Les CST reposent sur un ensemble de règles qui en constituent à la fois le domaine de définition et le cadre juridique. Ces règles renseignent sur la particularité de ces derniers puisqu'elles les déterminent dans leur généralité et dans leur singularité.

Il y a donc des règles communes à tous les CST (section première) et qui les distinguent des autres comptes et des règles spécifiques à chaque catégorie (section II) prise singulièrement et qui renforcent la particularité des CST eu égard au budget général tout en les différenciant les uns des autres.

Section première : Les règles communes aux CST

Abstraction faite de l'interdiction d'y imputer des dépenses de personnel, tout compte du Trésor qualifié de spécial l'est au moins pour deux raisons : d'abord il est censé retracer des opérations à caractère exceptionnel (§1) ; ensuite il fonctionne sur la base d'une corrélation entre recettes et dépenses (§2).

§ 1. La description d'opérations à caractère exceptionnel

Le cachet exceptionnel de ces opérations peut revêtir deux formes : il peut être dû à une différence de nature qui existe entre ces dernières et les opérations relevant du budget général et qui est matérialisée par leur caractère temporaire (A). Les CST peuvent toutefois retracer des opérations à caractère définitif (B) et dans ce cas la particularité est à rechercher dans les moyens de financement ou leur caractère secondaire compte tenu de la mission principale assignée au service qui les effectue.

*DONNÉES RECUEILLIES*.
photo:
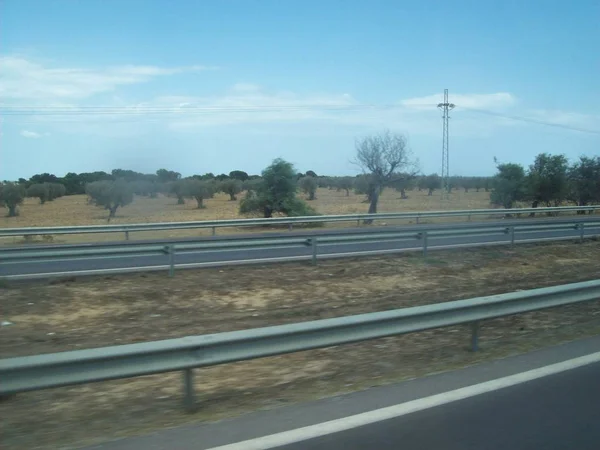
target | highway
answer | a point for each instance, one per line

*CONSIGNES*.
(a) D'après l'extrait sur les comptes spéciaux du Trésor, quelles dépenses est-il interdit d'imputer à ces comptes ?
(b) Comment traduire en anglais cette phrase de l'extrait : « Les CST reposent sur un ensemble de règles qui en constituent à la fois le domaine de définition et le cadre juridique. » ?

*RÉPONSES*.
(a) Les dépenses de personnel.

(b) CSTs rest on a set of rules that constitute both their scope of definition and their legal framework.